■ Your instructions
Each entry must be output once more without any change.

Stored items

((

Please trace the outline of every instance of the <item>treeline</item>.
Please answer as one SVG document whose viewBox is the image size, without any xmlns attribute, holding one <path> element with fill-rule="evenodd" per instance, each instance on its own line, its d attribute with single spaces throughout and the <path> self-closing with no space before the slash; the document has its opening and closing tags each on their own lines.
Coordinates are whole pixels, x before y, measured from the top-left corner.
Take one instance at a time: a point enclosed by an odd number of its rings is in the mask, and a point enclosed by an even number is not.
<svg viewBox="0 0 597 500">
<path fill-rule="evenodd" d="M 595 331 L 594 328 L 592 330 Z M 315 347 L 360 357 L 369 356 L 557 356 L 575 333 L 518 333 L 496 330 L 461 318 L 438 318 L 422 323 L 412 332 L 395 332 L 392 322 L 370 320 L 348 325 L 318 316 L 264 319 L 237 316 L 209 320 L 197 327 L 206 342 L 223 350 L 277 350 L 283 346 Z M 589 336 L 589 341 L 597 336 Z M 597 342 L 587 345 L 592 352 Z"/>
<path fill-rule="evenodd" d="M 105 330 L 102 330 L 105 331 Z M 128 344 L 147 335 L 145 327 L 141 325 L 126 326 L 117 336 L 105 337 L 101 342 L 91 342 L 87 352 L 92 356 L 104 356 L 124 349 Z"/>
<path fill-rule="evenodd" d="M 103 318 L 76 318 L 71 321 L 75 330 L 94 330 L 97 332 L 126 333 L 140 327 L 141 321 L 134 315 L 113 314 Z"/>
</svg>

))

■ Task solution
Please trace the outline of every instance of the <item>treeline</item>.
Please answer as one SVG document whose viewBox is the image size, without any xmlns attribute, holding one <path> element with fill-rule="evenodd" per instance, each instance on its own line, its d attribute with single spaces throughout and the <path> self-closing with no space before the slash; the document has its opening and closing tags each on their own lines.
Coordinates are whole pixels, x before y, measured from the top-left corner.
Take one instance at a time: a point enclosed by an odd number of its rings is in the mask, and a point enclosed by an even number is not.
<svg viewBox="0 0 597 500">
<path fill-rule="evenodd" d="M 595 331 L 594 328 L 592 330 Z M 315 347 L 360 357 L 369 356 L 557 356 L 575 333 L 518 333 L 496 330 L 461 318 L 438 318 L 422 323 L 412 332 L 395 332 L 392 322 L 370 320 L 348 325 L 318 316 L 264 319 L 237 316 L 209 320 L 197 327 L 206 342 L 223 350 L 277 350 L 283 346 Z M 589 336 L 589 341 L 597 336 Z M 597 342 L 587 345 L 592 352 Z"/>
<path fill-rule="evenodd" d="M 105 330 L 102 330 L 105 331 Z M 128 344 L 147 335 L 145 327 L 141 325 L 126 326 L 117 336 L 105 337 L 101 342 L 91 342 L 87 352 L 92 356 L 104 356 L 124 349 Z"/>
<path fill-rule="evenodd" d="M 103 318 L 76 318 L 71 321 L 75 330 L 94 330 L 97 332 L 126 333 L 140 327 L 141 321 L 134 315 L 113 314 Z"/>
</svg>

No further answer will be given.